### Instructions to follow
In the part of the rows that opens with the line containing "of the distant" and closes with the last row, change "innermost" to "centermost" and leave everything else as it is. Return only those lines.
================
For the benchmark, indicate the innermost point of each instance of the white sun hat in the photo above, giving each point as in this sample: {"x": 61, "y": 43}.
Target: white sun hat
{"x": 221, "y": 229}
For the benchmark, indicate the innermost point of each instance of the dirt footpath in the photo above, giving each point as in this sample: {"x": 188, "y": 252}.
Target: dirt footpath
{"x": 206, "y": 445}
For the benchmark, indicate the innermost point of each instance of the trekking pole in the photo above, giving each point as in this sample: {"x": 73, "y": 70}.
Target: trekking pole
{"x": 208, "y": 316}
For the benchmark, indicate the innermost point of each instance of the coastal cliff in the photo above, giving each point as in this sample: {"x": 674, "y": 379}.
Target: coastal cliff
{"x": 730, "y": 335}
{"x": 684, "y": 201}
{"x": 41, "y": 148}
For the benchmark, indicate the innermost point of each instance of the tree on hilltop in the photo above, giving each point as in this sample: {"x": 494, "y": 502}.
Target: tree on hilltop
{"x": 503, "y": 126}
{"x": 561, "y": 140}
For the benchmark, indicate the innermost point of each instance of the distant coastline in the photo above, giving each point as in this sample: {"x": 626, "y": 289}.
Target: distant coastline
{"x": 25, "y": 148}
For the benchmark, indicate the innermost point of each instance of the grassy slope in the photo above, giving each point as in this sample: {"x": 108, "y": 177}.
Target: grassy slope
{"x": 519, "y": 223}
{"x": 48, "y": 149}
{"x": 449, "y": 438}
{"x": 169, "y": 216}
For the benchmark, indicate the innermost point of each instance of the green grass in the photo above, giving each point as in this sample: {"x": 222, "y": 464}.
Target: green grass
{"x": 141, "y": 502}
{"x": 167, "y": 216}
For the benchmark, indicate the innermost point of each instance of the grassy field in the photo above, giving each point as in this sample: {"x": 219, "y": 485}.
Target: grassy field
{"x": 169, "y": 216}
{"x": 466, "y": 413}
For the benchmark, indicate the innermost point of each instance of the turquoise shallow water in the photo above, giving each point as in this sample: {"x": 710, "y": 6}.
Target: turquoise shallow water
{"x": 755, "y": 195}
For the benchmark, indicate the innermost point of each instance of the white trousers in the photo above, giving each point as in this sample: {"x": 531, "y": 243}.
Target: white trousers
================
### Result of this exercise
For the benchmark, indicate the centermost point of each instance of the distant coastline in the photo above, giving each point as in this sample: {"x": 626, "y": 289}.
Target: distant coastline
{"x": 25, "y": 148}
For the benchmark, indicate the centermost point of each instance of the grassy slope in the photo above, giving each point as in this sample: {"x": 108, "y": 177}.
Target: grassy slope
{"x": 519, "y": 223}
{"x": 48, "y": 149}
{"x": 449, "y": 438}
{"x": 169, "y": 216}
For the benchmark, indicate the centermost point of each instance of the green grass in the photo above, giving each point as in this sample: {"x": 222, "y": 464}.
Target: green grass
{"x": 141, "y": 502}
{"x": 167, "y": 216}
For the benchmark, indicate the centermost point of each instance of the grassy field in the photo above, giving each point as in this sample: {"x": 219, "y": 485}.
Target: grassy field
{"x": 169, "y": 216}
{"x": 466, "y": 413}
For the benchmark, indicate the centermost point of each instance of the turquoise shallow water in the photo above, giving each point as in this sample: {"x": 710, "y": 6}.
Target: turquoise shallow water
{"x": 755, "y": 195}
For the benchmark, indicate the centermost point of each instance of the white trousers in the photo above, giving each point as in this sample: {"x": 531, "y": 243}.
Target: white trousers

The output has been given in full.